Could you return each line of the material that has "bush" in it?

(WORKING DATA)

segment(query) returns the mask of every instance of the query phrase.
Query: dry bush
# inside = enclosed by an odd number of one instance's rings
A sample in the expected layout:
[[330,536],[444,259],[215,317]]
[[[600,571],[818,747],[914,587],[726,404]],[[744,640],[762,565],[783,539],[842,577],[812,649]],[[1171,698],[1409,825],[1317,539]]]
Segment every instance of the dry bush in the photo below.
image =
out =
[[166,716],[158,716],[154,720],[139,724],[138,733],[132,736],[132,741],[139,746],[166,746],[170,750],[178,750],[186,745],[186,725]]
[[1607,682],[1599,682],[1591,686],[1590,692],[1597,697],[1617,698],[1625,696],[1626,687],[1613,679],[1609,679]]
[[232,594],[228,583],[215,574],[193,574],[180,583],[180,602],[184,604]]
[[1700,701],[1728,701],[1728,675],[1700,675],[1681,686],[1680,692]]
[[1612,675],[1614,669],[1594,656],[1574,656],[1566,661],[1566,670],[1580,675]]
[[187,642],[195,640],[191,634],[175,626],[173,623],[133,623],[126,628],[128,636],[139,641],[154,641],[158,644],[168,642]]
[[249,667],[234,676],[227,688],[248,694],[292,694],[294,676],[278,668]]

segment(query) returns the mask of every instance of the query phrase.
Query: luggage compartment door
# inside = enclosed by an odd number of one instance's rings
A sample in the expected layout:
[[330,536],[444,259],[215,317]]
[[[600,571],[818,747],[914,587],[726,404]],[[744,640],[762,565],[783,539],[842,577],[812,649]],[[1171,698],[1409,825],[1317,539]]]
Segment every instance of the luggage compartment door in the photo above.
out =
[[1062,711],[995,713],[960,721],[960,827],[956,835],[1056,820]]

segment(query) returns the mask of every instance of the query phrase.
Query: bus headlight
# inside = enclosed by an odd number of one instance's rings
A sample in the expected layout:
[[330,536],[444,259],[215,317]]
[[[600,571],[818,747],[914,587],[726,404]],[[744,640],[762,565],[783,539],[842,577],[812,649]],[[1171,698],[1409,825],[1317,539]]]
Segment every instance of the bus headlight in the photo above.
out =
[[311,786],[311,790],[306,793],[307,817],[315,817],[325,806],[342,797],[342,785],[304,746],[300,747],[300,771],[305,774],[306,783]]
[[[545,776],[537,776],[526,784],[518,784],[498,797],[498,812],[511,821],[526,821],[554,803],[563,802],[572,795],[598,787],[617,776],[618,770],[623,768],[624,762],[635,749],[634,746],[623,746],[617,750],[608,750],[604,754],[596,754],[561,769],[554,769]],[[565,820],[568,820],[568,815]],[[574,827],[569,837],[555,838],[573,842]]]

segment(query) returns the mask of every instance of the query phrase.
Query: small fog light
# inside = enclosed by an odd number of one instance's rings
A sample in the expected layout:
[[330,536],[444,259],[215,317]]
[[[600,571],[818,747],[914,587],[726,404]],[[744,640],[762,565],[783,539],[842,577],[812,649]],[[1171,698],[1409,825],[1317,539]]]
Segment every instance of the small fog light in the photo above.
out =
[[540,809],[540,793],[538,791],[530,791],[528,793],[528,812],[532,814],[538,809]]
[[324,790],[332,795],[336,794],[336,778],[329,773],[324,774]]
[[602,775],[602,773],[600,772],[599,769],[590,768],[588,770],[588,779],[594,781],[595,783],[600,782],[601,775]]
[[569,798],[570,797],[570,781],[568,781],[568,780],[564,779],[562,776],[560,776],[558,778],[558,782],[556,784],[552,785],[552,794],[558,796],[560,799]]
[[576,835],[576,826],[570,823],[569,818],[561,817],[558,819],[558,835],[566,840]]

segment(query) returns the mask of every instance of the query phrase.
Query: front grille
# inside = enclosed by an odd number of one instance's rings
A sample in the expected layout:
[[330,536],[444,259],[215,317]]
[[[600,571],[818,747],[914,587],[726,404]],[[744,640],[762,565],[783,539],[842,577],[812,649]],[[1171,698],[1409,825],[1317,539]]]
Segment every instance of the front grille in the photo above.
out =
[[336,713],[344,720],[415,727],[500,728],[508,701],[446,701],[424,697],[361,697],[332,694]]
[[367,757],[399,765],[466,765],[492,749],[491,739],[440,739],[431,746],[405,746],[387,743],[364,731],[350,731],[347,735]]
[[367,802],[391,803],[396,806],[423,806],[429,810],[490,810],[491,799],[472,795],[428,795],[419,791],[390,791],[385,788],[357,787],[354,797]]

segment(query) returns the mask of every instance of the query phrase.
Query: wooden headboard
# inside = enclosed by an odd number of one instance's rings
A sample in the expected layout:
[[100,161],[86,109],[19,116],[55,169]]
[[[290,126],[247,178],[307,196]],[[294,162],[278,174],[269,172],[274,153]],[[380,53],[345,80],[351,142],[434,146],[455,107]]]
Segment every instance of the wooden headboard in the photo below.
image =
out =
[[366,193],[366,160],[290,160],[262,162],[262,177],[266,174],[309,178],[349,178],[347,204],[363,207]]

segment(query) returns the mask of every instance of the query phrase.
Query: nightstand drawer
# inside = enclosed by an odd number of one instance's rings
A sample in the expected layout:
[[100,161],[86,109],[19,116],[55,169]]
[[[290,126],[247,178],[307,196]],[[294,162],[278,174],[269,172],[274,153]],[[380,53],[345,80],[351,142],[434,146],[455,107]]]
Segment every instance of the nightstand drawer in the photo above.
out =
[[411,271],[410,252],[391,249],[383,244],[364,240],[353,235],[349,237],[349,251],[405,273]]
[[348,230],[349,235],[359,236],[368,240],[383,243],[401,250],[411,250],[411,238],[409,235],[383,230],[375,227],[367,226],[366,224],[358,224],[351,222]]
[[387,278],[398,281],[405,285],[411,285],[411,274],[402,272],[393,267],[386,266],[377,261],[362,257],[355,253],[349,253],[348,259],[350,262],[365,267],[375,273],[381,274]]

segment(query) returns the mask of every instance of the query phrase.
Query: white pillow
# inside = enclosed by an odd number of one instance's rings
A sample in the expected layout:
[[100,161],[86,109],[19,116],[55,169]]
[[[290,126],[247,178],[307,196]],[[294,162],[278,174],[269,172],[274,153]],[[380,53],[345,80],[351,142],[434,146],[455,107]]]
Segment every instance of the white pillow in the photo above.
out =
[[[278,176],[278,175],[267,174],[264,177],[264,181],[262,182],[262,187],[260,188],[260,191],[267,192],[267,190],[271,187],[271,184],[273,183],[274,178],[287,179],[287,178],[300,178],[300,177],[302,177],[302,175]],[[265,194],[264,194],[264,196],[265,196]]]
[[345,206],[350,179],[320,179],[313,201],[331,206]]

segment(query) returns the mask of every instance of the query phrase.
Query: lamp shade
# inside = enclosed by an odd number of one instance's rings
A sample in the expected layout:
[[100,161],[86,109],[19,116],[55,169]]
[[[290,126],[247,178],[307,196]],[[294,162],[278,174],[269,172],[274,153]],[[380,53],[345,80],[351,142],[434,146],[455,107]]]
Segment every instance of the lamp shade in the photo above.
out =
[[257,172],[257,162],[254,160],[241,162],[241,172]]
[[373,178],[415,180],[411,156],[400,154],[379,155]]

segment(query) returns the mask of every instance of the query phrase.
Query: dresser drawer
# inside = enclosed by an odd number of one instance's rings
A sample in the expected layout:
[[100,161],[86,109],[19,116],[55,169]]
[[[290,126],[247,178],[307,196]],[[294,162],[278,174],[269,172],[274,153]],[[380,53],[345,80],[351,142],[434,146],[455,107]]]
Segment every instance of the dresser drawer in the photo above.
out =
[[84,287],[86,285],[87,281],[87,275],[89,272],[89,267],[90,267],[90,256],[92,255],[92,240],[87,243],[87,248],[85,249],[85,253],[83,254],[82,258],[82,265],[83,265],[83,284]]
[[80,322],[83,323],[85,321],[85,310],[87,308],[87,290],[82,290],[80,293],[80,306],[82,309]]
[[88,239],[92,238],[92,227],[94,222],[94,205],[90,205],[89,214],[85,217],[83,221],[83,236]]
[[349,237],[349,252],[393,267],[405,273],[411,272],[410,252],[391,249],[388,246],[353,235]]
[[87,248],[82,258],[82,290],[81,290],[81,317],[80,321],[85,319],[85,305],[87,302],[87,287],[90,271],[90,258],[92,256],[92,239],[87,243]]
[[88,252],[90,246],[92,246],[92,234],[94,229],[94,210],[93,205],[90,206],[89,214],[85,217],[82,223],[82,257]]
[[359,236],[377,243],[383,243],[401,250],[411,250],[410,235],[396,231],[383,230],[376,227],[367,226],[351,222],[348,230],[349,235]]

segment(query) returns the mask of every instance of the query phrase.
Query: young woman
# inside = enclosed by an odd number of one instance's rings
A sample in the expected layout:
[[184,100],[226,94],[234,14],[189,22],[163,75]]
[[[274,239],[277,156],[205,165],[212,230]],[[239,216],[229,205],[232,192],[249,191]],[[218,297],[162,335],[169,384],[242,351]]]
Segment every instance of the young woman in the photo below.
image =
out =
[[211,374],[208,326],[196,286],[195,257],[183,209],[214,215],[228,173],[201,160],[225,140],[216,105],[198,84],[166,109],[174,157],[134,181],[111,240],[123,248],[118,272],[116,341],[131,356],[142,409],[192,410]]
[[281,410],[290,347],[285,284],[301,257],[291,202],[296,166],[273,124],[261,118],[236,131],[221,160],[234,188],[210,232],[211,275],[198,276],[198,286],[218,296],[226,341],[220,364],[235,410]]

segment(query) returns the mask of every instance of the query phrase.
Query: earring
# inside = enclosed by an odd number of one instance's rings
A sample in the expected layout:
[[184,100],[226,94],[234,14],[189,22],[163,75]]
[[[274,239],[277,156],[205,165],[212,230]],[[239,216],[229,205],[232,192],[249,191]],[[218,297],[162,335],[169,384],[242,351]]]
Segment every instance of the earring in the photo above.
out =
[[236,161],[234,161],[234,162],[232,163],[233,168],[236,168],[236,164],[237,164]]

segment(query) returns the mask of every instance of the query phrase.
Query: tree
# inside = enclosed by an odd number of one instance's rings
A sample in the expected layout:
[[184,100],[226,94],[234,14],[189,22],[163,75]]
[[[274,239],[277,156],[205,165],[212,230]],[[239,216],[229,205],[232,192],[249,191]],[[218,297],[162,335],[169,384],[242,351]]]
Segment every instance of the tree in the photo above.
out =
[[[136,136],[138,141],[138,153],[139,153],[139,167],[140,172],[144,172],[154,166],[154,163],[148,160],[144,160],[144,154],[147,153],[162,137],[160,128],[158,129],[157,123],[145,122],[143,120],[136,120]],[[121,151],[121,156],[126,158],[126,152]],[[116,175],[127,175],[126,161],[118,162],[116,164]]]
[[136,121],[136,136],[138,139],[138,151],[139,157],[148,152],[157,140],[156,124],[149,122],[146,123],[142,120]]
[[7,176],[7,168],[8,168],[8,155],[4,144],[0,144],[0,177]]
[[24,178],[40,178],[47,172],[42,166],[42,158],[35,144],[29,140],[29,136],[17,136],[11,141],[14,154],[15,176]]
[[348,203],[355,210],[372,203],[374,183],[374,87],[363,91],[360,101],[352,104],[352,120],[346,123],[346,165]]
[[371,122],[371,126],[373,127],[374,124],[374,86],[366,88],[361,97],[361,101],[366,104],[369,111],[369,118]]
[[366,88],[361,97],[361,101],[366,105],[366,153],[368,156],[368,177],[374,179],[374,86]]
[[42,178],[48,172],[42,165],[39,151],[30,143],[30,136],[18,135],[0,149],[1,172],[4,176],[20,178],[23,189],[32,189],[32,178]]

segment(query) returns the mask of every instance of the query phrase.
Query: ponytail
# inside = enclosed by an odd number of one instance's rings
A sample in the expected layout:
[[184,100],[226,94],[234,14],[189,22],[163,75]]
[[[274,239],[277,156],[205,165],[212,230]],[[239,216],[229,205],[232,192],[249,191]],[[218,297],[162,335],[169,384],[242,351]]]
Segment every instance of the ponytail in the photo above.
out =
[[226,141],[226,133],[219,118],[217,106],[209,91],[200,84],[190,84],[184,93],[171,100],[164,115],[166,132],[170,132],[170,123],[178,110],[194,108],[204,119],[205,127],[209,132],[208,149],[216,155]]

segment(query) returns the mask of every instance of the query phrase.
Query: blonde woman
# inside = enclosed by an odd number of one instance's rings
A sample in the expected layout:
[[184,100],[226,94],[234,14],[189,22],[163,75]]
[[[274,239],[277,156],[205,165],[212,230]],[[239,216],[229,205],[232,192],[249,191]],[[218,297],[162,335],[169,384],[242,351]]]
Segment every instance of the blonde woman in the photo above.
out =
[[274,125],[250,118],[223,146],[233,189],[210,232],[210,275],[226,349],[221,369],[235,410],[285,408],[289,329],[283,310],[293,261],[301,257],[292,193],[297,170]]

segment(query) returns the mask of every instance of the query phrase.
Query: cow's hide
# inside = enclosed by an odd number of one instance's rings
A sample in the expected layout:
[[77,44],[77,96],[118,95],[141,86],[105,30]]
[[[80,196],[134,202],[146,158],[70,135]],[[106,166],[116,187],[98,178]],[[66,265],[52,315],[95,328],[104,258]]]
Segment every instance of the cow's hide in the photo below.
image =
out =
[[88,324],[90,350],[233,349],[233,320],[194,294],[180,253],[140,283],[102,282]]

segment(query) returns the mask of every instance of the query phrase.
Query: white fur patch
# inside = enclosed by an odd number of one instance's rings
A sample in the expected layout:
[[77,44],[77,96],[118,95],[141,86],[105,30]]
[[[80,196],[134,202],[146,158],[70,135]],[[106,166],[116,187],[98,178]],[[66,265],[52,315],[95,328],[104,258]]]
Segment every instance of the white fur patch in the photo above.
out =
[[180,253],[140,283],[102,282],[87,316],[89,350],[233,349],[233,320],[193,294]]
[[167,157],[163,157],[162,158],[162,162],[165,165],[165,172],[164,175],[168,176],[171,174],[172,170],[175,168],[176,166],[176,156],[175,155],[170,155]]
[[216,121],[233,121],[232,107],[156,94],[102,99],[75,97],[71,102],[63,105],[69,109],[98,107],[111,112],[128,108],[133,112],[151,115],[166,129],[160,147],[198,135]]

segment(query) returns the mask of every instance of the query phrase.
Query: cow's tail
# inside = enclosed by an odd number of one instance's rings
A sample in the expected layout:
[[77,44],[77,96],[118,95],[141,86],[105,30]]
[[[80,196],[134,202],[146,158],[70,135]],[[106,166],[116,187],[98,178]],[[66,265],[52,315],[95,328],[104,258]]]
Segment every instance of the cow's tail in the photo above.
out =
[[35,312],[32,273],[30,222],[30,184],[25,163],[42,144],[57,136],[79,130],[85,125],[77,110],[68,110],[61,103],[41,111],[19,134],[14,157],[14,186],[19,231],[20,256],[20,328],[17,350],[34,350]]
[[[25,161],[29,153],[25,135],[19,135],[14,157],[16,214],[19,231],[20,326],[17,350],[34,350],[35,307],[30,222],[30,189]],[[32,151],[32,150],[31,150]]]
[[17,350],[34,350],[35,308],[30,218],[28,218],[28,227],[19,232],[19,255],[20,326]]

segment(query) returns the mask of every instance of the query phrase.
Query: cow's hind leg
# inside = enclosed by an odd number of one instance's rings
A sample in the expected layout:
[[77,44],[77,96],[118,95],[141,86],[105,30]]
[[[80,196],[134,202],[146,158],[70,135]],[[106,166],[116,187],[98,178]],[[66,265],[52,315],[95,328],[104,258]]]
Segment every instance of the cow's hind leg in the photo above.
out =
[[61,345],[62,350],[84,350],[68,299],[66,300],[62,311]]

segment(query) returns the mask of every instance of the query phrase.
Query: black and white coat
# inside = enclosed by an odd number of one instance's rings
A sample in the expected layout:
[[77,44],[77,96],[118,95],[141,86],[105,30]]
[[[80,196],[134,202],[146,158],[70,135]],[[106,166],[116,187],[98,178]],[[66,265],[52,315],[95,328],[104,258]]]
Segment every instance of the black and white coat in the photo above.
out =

(End WORKING DATA)

> WRITTEN ANSWER:
Query: dry bush
Segment every instance of the dry bush in the photo below.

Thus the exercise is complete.